WHAT IS EXPECTED> Reproduce verbatim the lines between the one containing "Test yourself! Look at the image and find the curly-haired" and the one containing "[267,157,292,186]", inclusive, and output nothing else.

MATERIAL FOR THIS TASK>
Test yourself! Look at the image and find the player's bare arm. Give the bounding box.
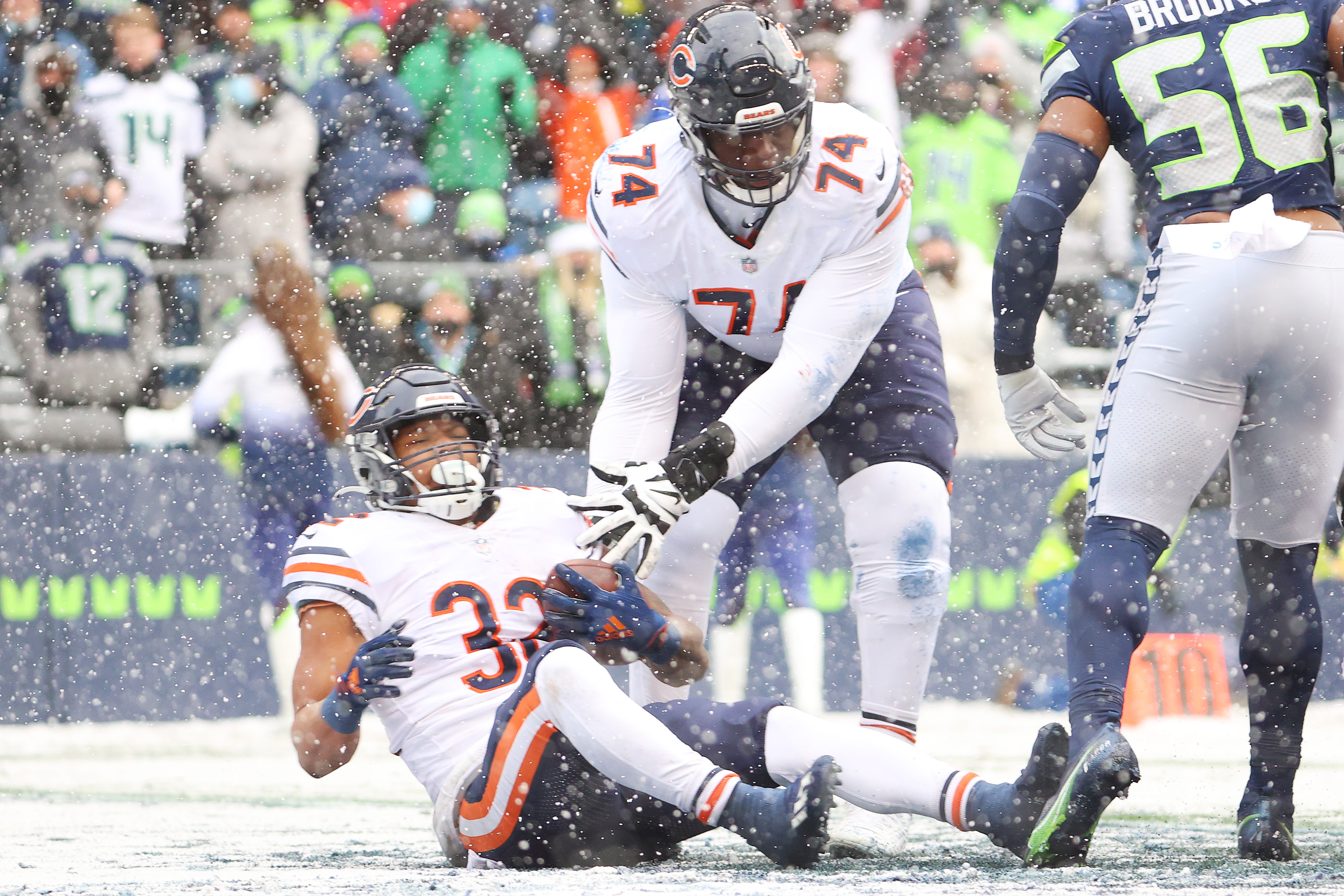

* * *

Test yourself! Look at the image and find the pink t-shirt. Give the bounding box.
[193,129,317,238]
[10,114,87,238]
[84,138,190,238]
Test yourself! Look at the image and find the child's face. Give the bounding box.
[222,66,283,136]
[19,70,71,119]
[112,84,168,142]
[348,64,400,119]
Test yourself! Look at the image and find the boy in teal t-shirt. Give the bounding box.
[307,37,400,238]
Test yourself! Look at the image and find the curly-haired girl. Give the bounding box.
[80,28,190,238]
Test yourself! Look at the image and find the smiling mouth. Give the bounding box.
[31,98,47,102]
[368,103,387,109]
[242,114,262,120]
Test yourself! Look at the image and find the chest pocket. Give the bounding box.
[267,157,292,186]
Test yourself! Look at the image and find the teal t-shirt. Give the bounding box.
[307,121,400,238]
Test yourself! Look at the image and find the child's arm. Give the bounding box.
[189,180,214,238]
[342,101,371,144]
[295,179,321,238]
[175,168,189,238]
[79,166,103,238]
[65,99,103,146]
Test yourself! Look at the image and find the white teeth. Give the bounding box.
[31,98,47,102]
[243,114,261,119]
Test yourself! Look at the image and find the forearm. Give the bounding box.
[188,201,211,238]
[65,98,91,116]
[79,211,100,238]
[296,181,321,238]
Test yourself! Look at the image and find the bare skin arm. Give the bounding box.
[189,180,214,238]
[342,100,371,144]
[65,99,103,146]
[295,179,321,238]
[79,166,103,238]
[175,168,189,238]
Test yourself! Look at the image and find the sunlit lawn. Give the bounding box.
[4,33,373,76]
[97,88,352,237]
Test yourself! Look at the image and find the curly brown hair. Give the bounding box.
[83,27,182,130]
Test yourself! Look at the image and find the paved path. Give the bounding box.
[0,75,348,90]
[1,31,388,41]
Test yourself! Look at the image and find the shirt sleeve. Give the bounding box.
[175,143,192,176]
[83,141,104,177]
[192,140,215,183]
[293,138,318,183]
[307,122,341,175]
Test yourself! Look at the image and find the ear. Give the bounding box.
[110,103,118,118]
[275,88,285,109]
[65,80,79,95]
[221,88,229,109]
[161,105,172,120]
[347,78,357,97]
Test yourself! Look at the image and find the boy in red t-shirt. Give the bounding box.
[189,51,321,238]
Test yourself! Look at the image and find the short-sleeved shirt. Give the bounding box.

...

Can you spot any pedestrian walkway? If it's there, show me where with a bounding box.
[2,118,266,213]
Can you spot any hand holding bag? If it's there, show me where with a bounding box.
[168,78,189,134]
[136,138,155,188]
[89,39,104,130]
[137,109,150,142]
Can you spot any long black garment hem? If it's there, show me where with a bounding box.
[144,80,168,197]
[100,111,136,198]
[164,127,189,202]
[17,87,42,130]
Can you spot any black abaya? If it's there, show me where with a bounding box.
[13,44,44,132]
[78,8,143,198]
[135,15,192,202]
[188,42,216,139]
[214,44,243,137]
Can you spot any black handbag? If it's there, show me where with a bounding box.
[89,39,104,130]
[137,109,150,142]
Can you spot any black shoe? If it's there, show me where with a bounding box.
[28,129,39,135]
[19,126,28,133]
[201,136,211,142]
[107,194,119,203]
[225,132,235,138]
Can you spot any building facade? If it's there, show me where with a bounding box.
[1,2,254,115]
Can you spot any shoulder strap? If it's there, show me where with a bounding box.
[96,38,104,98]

ANSWER TO THE PROBLEM>
Test yourself! Look at the image and find the curly-haired girl. Give the bounding box.
[80,28,190,238]
Test yourself! Look at the image and find the smiling mouth. Give the bounding box.
[31,98,47,102]
[368,103,387,109]
[242,114,262,120]
Test yourself! Look at the image and find the chest pocket. Give the bounding box.
[267,157,292,186]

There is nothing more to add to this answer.